[Collection entries]
== Segment start ==
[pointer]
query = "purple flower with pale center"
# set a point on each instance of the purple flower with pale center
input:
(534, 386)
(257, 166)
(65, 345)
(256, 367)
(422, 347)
== Segment end ==
Task requirements: Each line of the data above is to be duplicated exactly.

Answer box:
[pointer]
query = "purple flower with pale center"
# set a point on each instance of the purple flower with pale center
input:
(534, 386)
(257, 166)
(65, 345)
(256, 367)
(422, 347)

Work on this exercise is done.